題目
請依據這段選段回答下列問題:
(a) 大隊人馬中原本戍守阿巴里森的部隊有多少名?
(b) 喬伊斯留下給「我」的那輛車叫什麼名字?
(c) 文中列舉的羅馬時代留下的城市是哪三座?

所示選段
========================================================================
卷十 華宅落成 第一〇八章 好彩頭

我們在曙色初露時出發。大隊人馬中有一千名是原本戍守阿巴里森的部隊,三百名是努里·沙蘭騎馬的游牧民族。他另外還擁有兩千名騎駱駝的魯瓦拉族戰士,我們要求他將這支兵力留在錫爾漢河谷。在最後決戰日之前便將如此眾多的貝都因人聚集在豪蘭地區的村落中,似乎是不明智之舉。那些騎馬的游牧民族不是族長就是族長的僕人,都是頗有資產的財主,也都聽命行事。

我一整天待在阿茲拉克與努里和費薩爾商議。喬伊斯留下「藍霧」這輛車給我,所以第二天一早我就趕上了主力部隊,發現他們在崎嶇不平的吉安古納青草地上吃早餐。駱駝在阿茲拉克悶了許久,這時樂得在草地上狼吞虎咽。

喬伊斯有壞消息傳來。皮克已歸隊,他彙報他因為與預定要進行爆破的地區的阿拉伯居民起了衝突,無法截斷鐵路。我們已經預留要爆破安曼鐵路的火藥,這次挫敗著實令人懊惱。於是我下車,攜帶一批炸藥騎上駱駝,在主力部隊之前先出發。其他人都繞道而行,避開往西通往鐵路的熔岩區粗糙路段;不過我們、亞格利人與其他善騎者,抄捷徑走一條土匪走的路,到達已荒蕪的烏姆吉馬勒附近的空曠平原。

我努力思索著該如何破壞安曼鐵路,也為了該如何做才是最快又最好的上策而苦惱不已。眼前的廢墟使我更為困惑。這些羅馬時代留下的城市,烏姆吉馬勒、烏姆索拉布、烏姆泰耶,似乎全是胡亂搭建。這些在當年與今日都曾飽受炮火洗禮的建築物,與周遭環境格格不入,似乎在控訴它們的建造者是如何愚昧無知,他們似乎像是在財大氣粗地聲明,人(羅馬人)有權一成不變地住在他的產業中。在這種蠻荒之地出現義大利風格的建築物——也只有借著向乖順的殖民地強征暴斂才建得成——充分暴露政治的虛幻無常與盲目無知,不值得驕傲。
========================================================================
已存資料
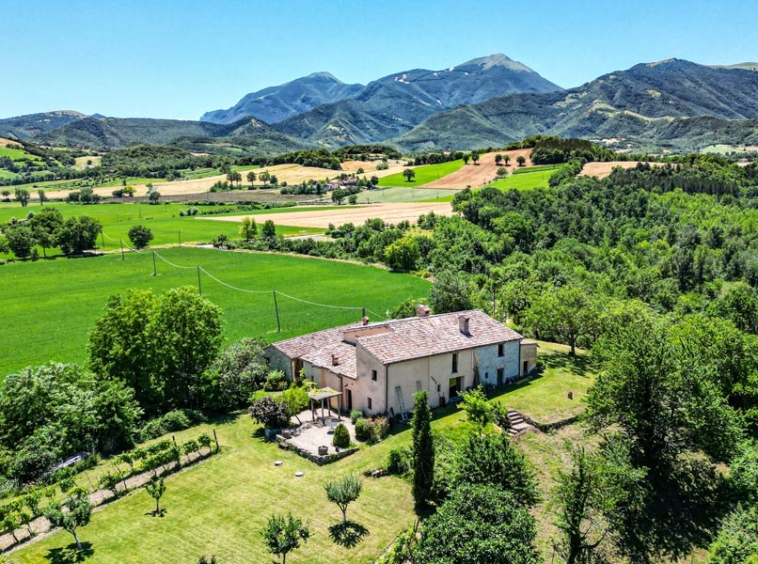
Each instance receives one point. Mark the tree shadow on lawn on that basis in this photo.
========================================================================
已完成任務
(a) 一千名。
(b) 「藍霧」。
(c) 烏姆吉馬勒、烏姆索拉布、烏姆泰耶。